>> start

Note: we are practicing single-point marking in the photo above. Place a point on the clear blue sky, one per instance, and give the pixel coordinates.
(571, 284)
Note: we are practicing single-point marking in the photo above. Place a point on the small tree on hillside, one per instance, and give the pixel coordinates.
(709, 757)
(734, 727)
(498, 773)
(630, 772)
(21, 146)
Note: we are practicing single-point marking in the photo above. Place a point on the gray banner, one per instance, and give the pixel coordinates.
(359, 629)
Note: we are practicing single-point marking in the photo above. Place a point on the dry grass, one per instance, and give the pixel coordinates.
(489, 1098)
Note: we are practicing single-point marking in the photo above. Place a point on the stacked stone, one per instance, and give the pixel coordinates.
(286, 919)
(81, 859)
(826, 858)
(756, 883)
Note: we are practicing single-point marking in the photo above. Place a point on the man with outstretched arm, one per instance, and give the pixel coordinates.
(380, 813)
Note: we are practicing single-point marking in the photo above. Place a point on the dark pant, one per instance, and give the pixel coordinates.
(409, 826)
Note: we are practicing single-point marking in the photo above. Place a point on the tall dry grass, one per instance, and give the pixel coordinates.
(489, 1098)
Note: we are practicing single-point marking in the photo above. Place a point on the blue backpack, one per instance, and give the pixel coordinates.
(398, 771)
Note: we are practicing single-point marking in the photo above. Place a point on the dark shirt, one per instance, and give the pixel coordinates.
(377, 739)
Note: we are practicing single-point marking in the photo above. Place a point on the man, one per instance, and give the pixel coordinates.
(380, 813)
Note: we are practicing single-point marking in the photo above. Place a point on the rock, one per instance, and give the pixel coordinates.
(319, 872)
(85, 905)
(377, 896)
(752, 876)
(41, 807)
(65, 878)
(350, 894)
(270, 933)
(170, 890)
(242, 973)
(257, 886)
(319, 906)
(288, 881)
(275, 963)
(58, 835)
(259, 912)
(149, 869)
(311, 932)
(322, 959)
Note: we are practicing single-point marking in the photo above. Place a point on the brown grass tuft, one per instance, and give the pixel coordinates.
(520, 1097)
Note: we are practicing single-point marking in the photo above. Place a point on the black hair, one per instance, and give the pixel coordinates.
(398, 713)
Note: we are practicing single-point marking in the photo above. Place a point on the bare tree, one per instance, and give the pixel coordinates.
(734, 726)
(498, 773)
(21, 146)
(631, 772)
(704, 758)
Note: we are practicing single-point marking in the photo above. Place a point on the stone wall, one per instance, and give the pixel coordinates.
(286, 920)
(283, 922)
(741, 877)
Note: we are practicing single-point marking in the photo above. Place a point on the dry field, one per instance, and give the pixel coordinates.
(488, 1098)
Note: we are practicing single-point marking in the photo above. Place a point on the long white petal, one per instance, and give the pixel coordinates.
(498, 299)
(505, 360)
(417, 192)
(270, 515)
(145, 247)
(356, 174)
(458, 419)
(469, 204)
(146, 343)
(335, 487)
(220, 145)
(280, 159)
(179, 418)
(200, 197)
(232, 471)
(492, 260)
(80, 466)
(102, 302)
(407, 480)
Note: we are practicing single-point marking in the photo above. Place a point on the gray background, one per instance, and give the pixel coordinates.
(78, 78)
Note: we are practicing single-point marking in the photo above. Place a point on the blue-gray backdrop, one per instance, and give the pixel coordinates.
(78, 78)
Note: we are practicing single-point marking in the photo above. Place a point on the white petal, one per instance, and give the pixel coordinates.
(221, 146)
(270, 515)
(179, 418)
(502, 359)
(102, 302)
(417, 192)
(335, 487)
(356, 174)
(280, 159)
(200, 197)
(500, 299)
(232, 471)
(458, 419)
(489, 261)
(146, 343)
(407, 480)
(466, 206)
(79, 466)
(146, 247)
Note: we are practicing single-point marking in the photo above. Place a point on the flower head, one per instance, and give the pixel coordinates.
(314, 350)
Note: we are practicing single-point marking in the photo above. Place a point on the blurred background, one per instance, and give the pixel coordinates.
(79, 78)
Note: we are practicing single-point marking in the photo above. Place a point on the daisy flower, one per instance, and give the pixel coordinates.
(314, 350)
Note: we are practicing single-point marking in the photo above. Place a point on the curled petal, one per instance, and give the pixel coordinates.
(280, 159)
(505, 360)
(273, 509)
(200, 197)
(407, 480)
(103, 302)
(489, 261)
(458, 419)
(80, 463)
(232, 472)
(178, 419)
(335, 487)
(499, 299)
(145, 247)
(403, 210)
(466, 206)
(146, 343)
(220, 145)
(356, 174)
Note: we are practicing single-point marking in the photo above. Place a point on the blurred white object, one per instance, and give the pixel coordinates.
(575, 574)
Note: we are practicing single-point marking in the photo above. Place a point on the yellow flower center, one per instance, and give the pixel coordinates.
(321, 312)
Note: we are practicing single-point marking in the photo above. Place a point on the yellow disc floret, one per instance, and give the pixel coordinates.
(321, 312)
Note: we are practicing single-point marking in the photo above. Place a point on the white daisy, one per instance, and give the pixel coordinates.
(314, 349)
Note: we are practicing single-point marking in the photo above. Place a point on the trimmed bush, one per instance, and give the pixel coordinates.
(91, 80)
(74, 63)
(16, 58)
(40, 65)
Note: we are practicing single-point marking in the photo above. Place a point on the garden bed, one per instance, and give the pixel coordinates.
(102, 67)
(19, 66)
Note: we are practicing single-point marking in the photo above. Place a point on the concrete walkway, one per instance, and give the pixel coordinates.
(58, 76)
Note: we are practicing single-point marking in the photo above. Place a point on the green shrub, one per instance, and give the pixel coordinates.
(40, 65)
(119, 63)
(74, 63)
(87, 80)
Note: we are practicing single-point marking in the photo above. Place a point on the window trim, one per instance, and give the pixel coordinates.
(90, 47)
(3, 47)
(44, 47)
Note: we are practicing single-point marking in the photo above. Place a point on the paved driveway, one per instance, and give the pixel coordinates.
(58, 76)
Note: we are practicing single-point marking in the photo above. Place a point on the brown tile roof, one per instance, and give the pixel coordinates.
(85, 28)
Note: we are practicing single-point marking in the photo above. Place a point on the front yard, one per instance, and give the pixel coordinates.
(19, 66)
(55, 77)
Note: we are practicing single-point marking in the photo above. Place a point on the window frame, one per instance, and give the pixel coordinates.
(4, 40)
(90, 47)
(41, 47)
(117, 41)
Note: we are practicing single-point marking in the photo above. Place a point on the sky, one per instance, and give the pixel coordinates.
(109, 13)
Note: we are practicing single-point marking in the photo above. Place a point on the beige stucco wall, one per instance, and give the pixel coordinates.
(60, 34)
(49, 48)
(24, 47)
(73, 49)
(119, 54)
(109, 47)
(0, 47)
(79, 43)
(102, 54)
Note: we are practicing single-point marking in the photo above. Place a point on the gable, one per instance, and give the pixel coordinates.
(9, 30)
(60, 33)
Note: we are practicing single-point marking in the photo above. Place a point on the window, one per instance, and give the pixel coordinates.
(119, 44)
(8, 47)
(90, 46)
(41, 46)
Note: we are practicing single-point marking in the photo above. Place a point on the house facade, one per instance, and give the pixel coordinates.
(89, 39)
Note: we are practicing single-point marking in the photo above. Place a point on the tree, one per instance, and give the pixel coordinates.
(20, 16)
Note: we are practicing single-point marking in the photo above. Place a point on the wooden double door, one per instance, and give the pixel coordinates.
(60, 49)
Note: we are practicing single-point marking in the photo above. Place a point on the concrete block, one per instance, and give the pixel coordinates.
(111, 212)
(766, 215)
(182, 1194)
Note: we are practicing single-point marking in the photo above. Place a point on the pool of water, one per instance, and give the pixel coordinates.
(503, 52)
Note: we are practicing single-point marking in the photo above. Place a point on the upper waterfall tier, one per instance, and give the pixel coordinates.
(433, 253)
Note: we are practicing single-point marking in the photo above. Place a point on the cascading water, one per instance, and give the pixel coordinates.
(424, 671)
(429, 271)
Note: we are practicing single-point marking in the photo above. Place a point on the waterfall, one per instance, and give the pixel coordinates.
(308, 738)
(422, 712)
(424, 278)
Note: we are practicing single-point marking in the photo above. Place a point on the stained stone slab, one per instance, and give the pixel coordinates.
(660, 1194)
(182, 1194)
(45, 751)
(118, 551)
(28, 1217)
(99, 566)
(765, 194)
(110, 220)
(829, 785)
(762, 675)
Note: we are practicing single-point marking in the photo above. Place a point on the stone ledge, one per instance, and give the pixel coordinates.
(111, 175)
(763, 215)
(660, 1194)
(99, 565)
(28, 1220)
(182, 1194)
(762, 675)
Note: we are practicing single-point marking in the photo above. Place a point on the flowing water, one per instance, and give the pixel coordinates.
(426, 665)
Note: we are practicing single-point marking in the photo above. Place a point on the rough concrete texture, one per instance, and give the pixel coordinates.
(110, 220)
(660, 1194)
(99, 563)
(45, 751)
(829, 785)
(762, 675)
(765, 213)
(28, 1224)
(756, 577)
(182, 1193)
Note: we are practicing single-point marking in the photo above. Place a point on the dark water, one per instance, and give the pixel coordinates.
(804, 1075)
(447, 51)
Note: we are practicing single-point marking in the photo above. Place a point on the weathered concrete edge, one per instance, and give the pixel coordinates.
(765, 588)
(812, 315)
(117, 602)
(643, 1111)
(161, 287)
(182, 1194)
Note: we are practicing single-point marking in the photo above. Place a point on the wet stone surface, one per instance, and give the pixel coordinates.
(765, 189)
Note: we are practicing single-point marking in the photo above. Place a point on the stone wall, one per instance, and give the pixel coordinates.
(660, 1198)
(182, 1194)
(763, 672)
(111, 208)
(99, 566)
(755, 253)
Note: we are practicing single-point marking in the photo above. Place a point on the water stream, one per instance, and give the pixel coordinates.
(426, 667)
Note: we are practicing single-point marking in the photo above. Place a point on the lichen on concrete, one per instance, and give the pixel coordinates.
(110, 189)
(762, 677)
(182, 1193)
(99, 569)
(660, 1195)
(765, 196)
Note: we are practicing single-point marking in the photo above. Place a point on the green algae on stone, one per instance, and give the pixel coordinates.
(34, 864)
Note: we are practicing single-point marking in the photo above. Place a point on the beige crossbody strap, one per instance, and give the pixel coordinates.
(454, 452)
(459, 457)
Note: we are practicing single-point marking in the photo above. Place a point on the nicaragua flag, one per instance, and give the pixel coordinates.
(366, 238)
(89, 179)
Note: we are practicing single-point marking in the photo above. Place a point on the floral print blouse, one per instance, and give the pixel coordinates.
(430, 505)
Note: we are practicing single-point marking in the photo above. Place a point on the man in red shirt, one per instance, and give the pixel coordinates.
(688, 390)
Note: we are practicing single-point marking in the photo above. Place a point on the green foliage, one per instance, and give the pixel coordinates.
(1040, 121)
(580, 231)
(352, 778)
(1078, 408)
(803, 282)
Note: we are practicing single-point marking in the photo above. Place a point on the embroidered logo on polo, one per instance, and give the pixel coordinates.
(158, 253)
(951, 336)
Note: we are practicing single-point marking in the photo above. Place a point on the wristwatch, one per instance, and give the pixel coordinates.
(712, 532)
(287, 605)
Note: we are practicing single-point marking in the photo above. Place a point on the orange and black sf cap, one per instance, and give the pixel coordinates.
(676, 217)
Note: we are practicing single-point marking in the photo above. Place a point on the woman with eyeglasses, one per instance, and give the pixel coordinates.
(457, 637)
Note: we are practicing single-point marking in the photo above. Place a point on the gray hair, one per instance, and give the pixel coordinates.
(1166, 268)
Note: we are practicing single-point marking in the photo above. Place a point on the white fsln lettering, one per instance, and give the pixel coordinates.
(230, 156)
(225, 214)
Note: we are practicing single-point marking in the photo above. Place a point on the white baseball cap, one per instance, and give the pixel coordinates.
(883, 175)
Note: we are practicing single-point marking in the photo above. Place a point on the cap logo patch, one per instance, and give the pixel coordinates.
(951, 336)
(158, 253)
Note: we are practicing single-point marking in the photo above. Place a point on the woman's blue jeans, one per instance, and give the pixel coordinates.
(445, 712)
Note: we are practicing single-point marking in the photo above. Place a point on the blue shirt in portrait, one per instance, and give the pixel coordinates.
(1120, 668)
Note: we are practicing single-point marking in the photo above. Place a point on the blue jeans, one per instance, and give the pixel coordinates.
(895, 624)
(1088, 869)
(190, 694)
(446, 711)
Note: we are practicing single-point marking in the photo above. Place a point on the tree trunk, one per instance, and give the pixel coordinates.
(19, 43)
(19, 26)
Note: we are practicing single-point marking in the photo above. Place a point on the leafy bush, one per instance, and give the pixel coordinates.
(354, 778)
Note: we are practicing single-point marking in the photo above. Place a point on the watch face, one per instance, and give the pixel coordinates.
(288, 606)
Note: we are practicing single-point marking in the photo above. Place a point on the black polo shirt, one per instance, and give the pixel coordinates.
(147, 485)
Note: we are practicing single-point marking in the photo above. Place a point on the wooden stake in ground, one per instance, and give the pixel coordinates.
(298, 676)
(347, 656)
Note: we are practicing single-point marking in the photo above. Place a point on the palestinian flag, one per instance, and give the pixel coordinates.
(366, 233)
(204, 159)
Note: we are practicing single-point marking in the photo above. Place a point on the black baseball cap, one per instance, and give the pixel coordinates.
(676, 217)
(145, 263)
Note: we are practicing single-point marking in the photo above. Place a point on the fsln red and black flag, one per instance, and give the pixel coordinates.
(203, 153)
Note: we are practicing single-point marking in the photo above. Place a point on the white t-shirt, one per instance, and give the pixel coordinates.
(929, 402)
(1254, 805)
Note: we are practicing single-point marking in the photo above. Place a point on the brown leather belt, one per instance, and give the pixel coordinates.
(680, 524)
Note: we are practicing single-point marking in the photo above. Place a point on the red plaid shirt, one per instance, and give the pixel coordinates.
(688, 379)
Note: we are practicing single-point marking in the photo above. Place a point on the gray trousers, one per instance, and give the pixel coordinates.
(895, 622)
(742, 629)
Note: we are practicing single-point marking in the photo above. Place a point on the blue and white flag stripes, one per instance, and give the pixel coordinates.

>> end

Exercise:
Copy the rows from the line with "the brown grass" up to and including the line with "(488, 1098)", substituting "leafless tree" for "bare tree" and leaving everything else unchanged.

Answer to the problem:
Note: we are practicing single-point marking in the photo above. Place a point on the brown grass tuft, one per instance, and give the pixel coordinates.
(520, 1097)
Note: we are practicing single-point marking in the photo above. Place a point on the black hair, one per instance, and give the pixel coordinates.
(398, 713)
Note: we are practicing single-point marking in the photo above. Place a point on the leafless tree, one per instance, and give the pixel coordinates.
(734, 726)
(498, 773)
(21, 146)
(631, 772)
(704, 758)
Note: we are practicing single-point marking in the photo above. Place a point on the stone wall, one per instance, and give the pixel coordinates.
(286, 920)
(283, 922)
(741, 877)
Note: we are practicing single-point marking in the photo above. Place a point on the dry field, one per instance, and give the pixel coordinates.
(488, 1098)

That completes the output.